What to work on → Please keep to the lines below from the one with "ground in the image above." through the one with "light in the image above.", and restate them word for word, ends included.

Spatial localization data:
:::::
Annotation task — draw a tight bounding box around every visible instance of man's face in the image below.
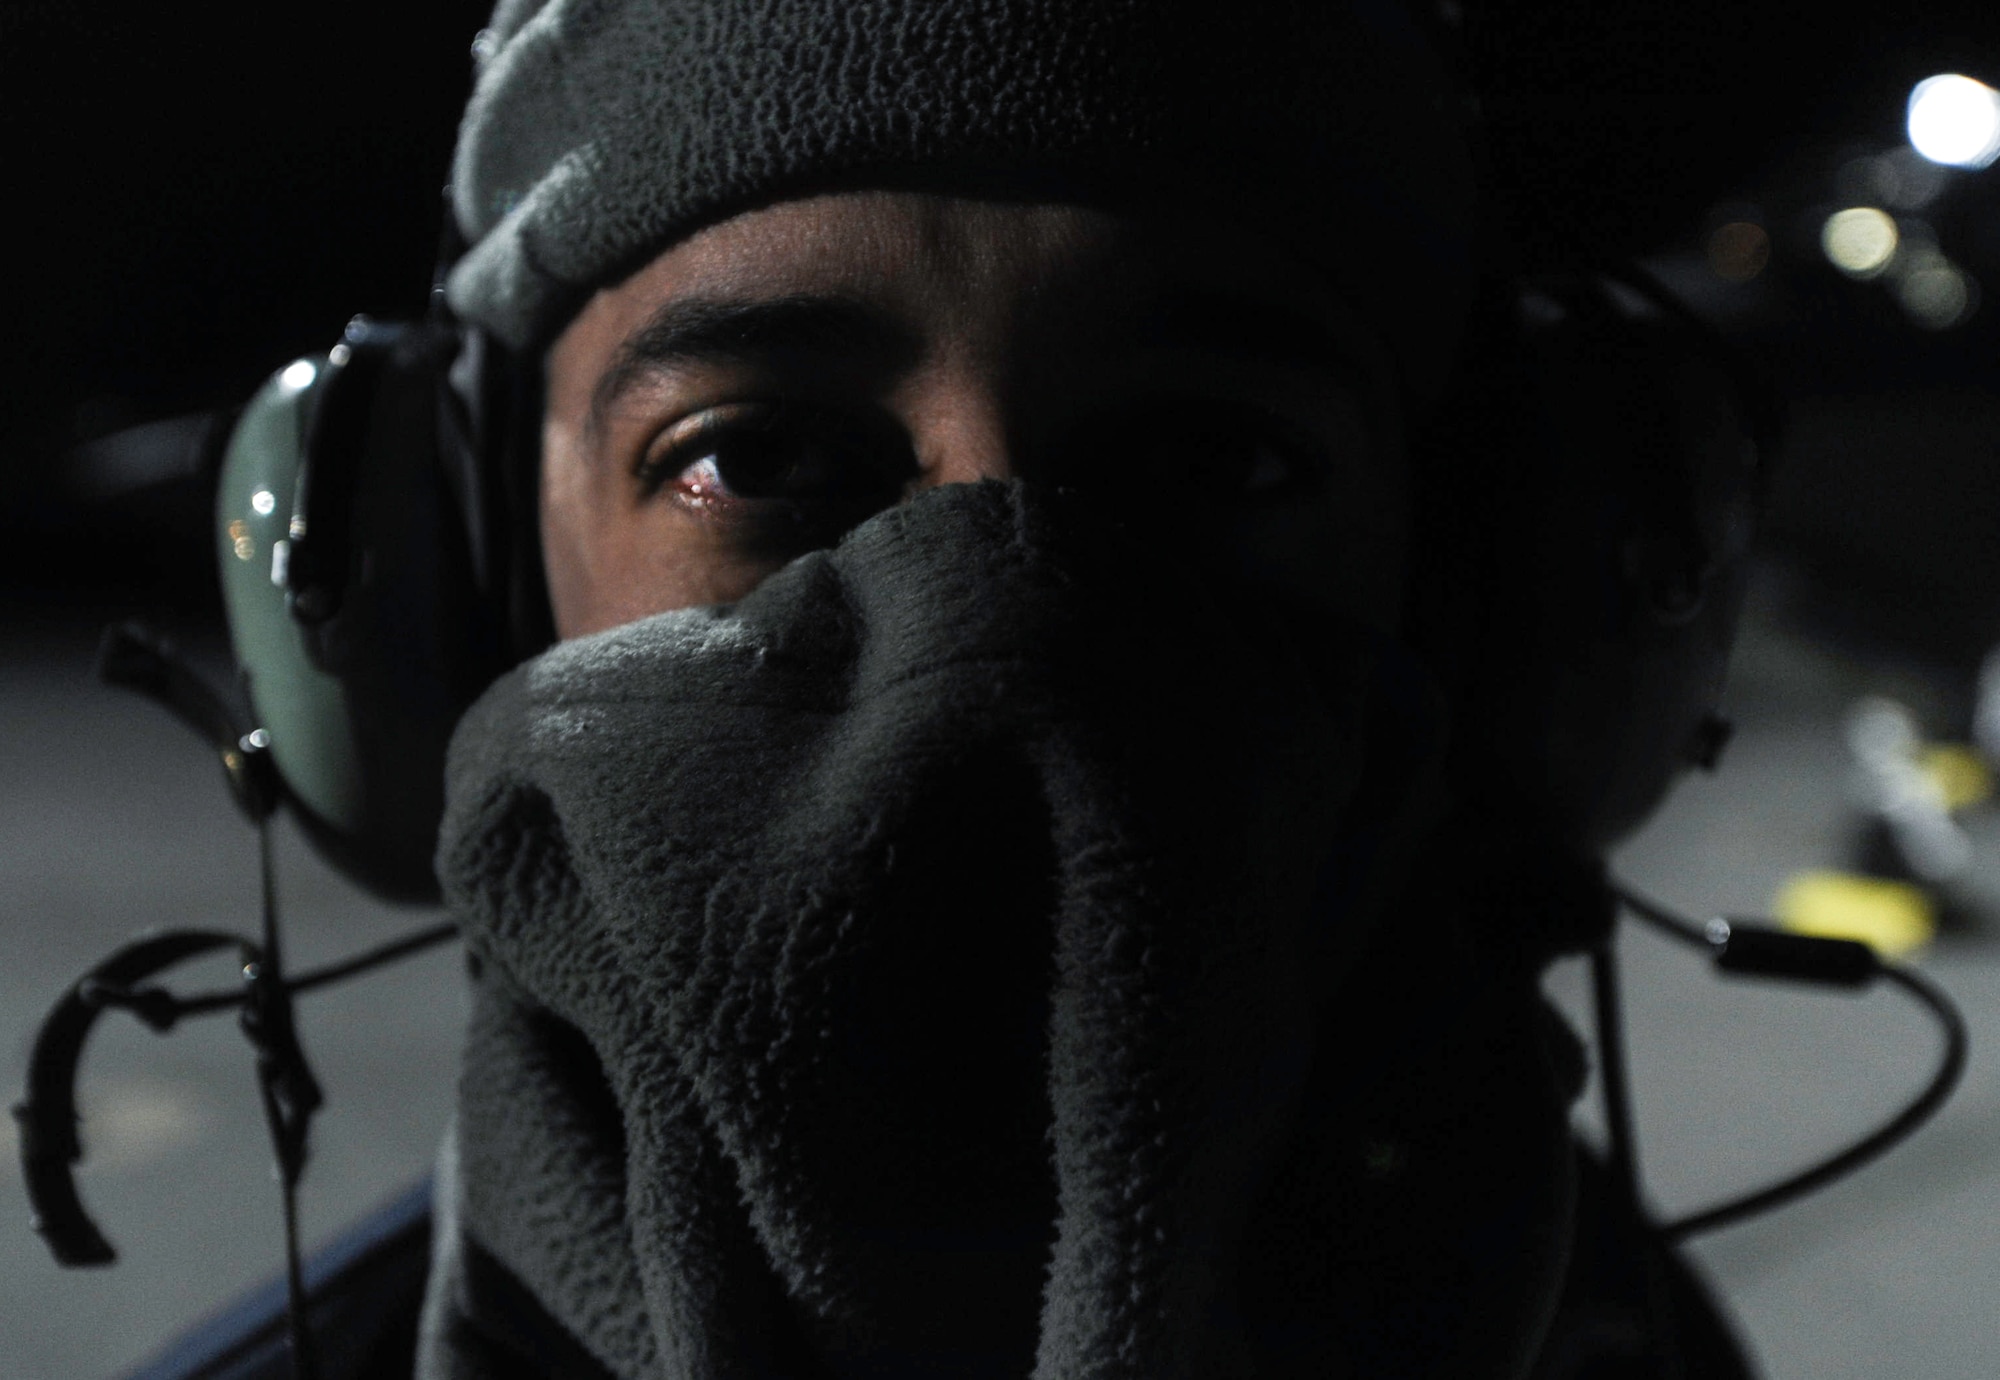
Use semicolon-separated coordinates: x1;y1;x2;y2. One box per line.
541;191;1408;639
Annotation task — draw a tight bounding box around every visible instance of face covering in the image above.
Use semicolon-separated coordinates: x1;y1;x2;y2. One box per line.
421;480;1576;1380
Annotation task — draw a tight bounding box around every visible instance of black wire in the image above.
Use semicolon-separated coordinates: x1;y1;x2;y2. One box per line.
238;907;453;1380
1661;960;1967;1241
286;921;459;996
101;922;461;1021
33;910;456;1358
1608;882;1970;1242
258;818;282;976
249;816;319;1380
1613;885;1710;948
257;1062;319;1380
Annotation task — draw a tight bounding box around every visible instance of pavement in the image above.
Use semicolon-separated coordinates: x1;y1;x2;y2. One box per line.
1;600;465;1379
3;584;1996;1378
1554;588;2000;1380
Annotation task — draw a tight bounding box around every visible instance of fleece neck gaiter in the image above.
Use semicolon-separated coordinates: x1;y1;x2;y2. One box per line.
420;481;1573;1380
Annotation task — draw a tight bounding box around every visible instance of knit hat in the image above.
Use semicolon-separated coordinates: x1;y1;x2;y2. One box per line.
445;0;1479;393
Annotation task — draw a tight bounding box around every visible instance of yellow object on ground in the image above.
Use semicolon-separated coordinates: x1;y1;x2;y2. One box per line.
1773;870;1936;958
1918;743;1993;813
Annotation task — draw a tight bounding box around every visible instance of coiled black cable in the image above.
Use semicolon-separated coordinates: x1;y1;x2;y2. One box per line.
1600;882;1969;1243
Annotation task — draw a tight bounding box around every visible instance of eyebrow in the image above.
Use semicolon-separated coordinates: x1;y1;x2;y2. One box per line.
589;293;923;433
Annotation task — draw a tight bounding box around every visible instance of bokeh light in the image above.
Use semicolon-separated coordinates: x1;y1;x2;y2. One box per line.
1895;256;1978;328
1706;221;1771;281
278;359;318;392
1821;206;1899;277
1838;149;1948;209
1906;74;2000;169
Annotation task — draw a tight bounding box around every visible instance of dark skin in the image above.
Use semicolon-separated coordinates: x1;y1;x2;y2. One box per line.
542;191;1408;640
:::::
Exercise response →
Annotation task — draw a tight bounding box around every visible instance of yellow object on ground in the image above.
Use semicolon-separated coordinates: x1;y1;x2;y2. One box per line.
1773;870;1936;958
1918;743;1993;813
Annotation task — draw a tight bounding box around every visible instance of coiled black cable in the image above.
Use semicolon-separated coordinates: x1;y1;x2;y2. One box per line.
1600;882;1969;1243
Annotation task — draw a tight bounding box around every visible instance of eyebrow in the image above.
Use semicolon-separated coordinates: x1;y1;x2;y2. One box per line.
589;293;923;433
Annotation task — draw a tight bounding box around every visible instance of bokeh light in the image above.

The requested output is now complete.